-- INPUT MATERIAL start --
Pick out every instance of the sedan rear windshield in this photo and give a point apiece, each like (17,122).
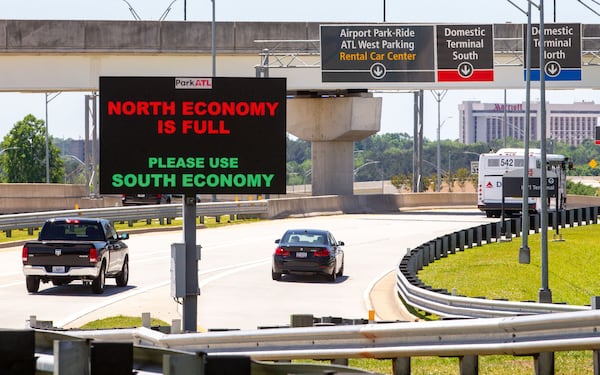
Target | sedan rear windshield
(305,238)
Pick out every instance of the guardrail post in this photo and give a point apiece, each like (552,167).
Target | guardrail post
(544,363)
(571,218)
(401,366)
(470,238)
(438,248)
(508,229)
(536,223)
(71,357)
(109,358)
(586,215)
(17,352)
(146,320)
(180,364)
(518,227)
(461,240)
(452,247)
(425,251)
(469,365)
(445,245)
(595,304)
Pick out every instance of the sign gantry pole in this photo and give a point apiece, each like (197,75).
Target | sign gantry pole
(545,294)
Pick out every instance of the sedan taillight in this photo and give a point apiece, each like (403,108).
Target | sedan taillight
(323,252)
(93,255)
(282,252)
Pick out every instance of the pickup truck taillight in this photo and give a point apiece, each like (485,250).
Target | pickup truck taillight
(93,255)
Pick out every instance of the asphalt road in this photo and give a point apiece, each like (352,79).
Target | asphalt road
(234,274)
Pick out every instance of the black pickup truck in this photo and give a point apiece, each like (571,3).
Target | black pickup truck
(77,248)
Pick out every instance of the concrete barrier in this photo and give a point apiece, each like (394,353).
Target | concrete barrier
(355,204)
(39,197)
(21,198)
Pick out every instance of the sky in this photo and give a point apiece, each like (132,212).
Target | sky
(66,113)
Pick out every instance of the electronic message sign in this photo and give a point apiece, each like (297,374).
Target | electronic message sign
(189,135)
(377,53)
(562,51)
(465,53)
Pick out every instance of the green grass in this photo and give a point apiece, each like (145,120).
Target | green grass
(494,271)
(121,321)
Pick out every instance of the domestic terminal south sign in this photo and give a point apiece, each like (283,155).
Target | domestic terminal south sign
(190,135)
(465,53)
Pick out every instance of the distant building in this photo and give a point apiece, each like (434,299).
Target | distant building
(568,123)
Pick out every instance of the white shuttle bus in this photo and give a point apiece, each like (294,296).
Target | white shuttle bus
(494,165)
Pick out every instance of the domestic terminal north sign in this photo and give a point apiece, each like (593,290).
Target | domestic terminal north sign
(190,135)
(562,51)
(465,53)
(377,53)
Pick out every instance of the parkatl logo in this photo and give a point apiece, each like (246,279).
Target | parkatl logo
(193,83)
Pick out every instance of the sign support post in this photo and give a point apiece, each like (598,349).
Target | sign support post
(190,301)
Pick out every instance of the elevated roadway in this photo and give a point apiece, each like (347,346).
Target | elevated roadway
(47,55)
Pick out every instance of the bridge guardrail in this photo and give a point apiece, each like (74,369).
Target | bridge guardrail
(442,303)
(463,338)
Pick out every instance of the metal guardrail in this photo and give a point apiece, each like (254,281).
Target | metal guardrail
(135,213)
(415,293)
(522,335)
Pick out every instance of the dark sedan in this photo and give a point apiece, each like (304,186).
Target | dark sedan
(308,251)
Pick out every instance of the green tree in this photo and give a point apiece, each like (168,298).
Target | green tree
(24,159)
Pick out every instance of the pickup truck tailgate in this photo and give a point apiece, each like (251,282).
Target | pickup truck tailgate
(58,254)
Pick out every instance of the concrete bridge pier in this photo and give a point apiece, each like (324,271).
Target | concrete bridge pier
(332,124)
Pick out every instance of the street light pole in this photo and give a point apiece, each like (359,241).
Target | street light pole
(439,96)
(545,294)
(49,98)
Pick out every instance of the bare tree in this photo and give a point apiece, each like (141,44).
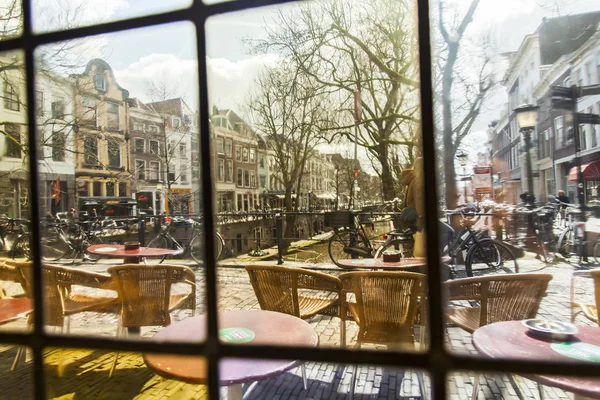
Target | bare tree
(370,48)
(289,111)
(462,96)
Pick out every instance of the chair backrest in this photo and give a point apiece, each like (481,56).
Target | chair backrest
(276,287)
(386,303)
(502,297)
(144,291)
(53,296)
(595,273)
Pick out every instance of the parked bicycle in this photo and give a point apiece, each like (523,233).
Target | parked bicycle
(353,242)
(194,246)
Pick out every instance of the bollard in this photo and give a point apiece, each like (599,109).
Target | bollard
-- INPUT MATERIAL end --
Render every line of the listing above as a numbered list, omitting blank lines. Leave out the pictures.

1. Pick out every instance of the sedan rear windshield in this photo and give a point apiece, each like (17,122).
2. Target | sedan rear windshield
3. (305,238)
4. Pick out every instance of the guardrail post in this photo and give a point apiece, each like (552,167).
5. Target | guardrail post
6. (544,363)
7. (571,218)
8. (401,366)
9. (470,238)
10. (438,248)
11. (508,229)
12. (536,223)
13. (71,357)
14. (109,358)
15. (586,215)
16. (17,352)
17. (146,320)
18. (180,364)
19. (518,227)
20. (461,240)
21. (452,247)
22. (425,251)
23. (469,365)
24. (445,245)
25. (595,304)
26. Pick out every instance of the sign gantry pole in this photo and give a point apiece, each like (197,75).
27. Target | sign gantry pole
28. (545,294)
29. Pick out every instance of the sedan taillight in this photo and give a point apiece, each like (403,108).
30. Target | sedan taillight
31. (323,252)
32. (93,255)
33. (282,252)
34. Pick out every instance of the pickup truck taillight in this photo and give a point apiece, each like (485,250).
35. Target | pickup truck taillight
36. (93,255)
37. Pick out every instance of the asphalt road in this photo and give a point apiece, each like (352,79).
38. Target | asphalt road
39. (234,274)
40. Pick out every instance of the black pickup truck in this photo and give a point apiece, each like (571,3).
41. Target | black pickup truck
42. (77,248)
43. Pick out every instance of the concrete barrier in this photo and give a point apiece, each like (394,353).
44. Target | concrete barrier
45. (355,204)
46. (39,197)
47. (21,198)
48. Pick out every instance of the sky in this photo and give a point apiece, each like (132,212).
49. Target | sky
50. (66,113)
51. Pick out every instance of the electronic message sign in this photo and give a point apiece, each like (297,374).
52. Target | electronic message sign
53. (189,135)
54. (377,53)
55. (562,51)
56. (465,53)
57. Pick out every instance of the green grass in this photo and give a point apiece, each like (145,120).
58. Target | green grass
59. (494,271)
60. (121,321)
61. Pick out every instance of the domestic terminal south sign in this photo and give a point apiece, each like (283,155).
62. Target | domestic terminal south sign
63. (190,135)
64. (465,53)
65. Pick out every instance of the distant building in this photo and give a point apiece, each like (434,299).
66. Target | distant building
67. (568,123)
68. Pick out every instance of the white shuttle bus in this photo and give a point apiece, each like (294,296).
69. Target | white shuttle bus
70. (494,165)
71. Pick out every instance of the domestic terminal north sign in this photo and give a point apiece, each like (593,290).
72. Target | domestic terminal north sign
73. (190,135)
74. (562,51)
75. (465,53)
76. (377,53)
77. Pick out every instance of the parkatl logo in this photo and give a point apiece, each like (246,279).
78. Target | parkatl logo
79. (193,83)
80. Pick out every instance of the sign support post in this photo and give a point apiece, each like (598,349).
81. Target | sign support post
82. (190,301)
83. Pick out every instance of the elevated roadway in this photo and give a point apiece, each like (347,346).
84. Target | elevated roadway
85. (47,55)
86. Pick out every instance of the bridge guardrail in this photo and give a point apiece, each like (74,369).
87. Target | bridge guardrail
88. (442,303)
89. (463,338)
90. Pick out every instance of the metal guardrail in this photo and give a point apiece, each like (254,281).
91. Target | metal guardrail
92. (135,213)
93. (415,293)
94. (522,335)
95. Pick out every instance of the dark sedan in this photo and give a point apiece, each like (304,186).
96. Target | dark sedan
97. (308,251)
98. Pick out every instance of the green tree in this photo and give a point apiece, each like (168,298).
99. Target | green tree
100. (24,159)
101. Pick out every instance of the pickup truck tailgate in this photo and give a point apiece, each like (251,282).
102. Target | pickup truck tailgate
103. (58,254)
104. Pick out every instance of the concrete bridge pier in this photo and give a point apiece, each like (324,271).
105. Target | concrete bridge pier
106. (332,124)
107. Pick out every instance of the street light pole in this photo and give a point apiece, each like (359,241).
108. Target | street light pole
109. (439,96)
110. (545,294)
111. (49,98)
112. Pick out every instance of the bare tree in this photo and give a point apiece, each like (141,44).
113. Target | bare tree
114. (370,48)
115. (289,111)
116. (462,96)
117. Pick out every instance of the chair backrest in this photo and give a point apiece, each like (481,56).
118. Target | chair backrest
119. (276,287)
120. (386,303)
121. (502,297)
122. (144,291)
123. (53,296)
124. (595,273)
125. Pick out every instance of the parked bicycle in this photo and give a point apiece, each like (523,233).
126. Target | parked bicycle
127. (353,242)
128. (194,246)
129. Pick out every instance of the bollard in this photo and give a point apiece, each like (599,109).
130. Target | bollard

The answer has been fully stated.